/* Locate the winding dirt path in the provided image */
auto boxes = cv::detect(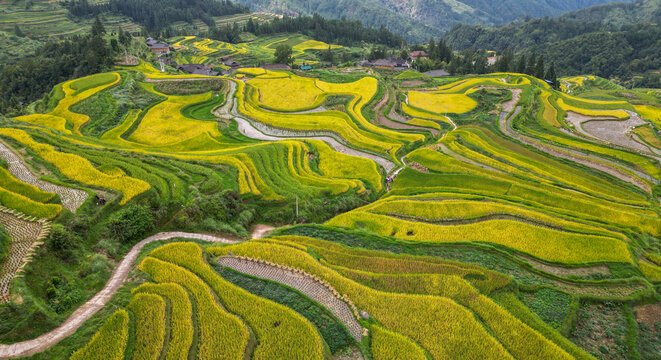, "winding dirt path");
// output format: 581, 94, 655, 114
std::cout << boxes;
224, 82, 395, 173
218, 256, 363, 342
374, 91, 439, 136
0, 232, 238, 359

_ _ _

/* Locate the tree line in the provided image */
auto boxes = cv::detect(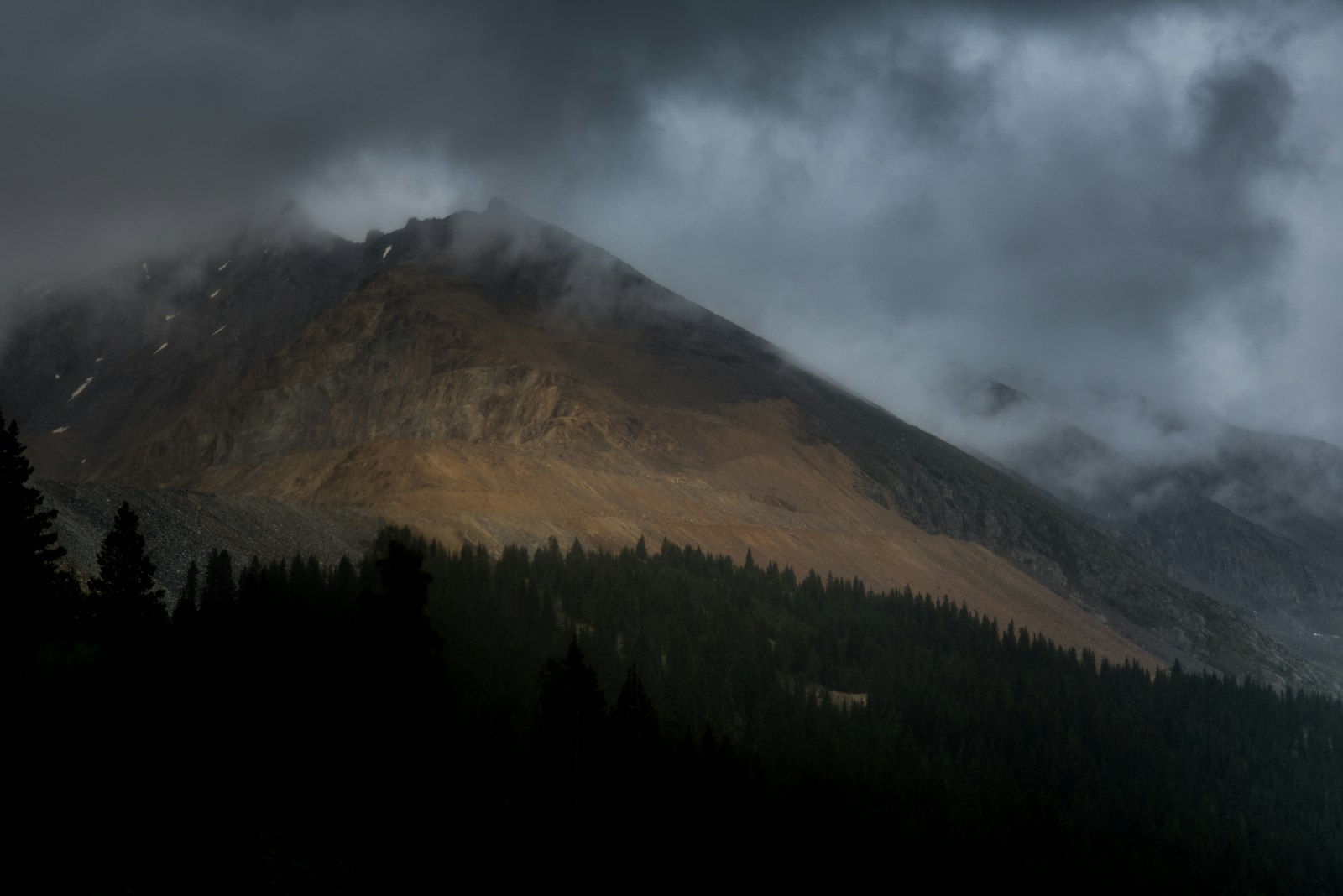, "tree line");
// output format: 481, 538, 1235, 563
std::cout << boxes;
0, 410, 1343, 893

_ _ _

The task. Show each line of the material above that contains the string "output". Case counts.

Finished answer.
// output format: 581, 94, 655, 114
// output format: 481, 538, 1235, 563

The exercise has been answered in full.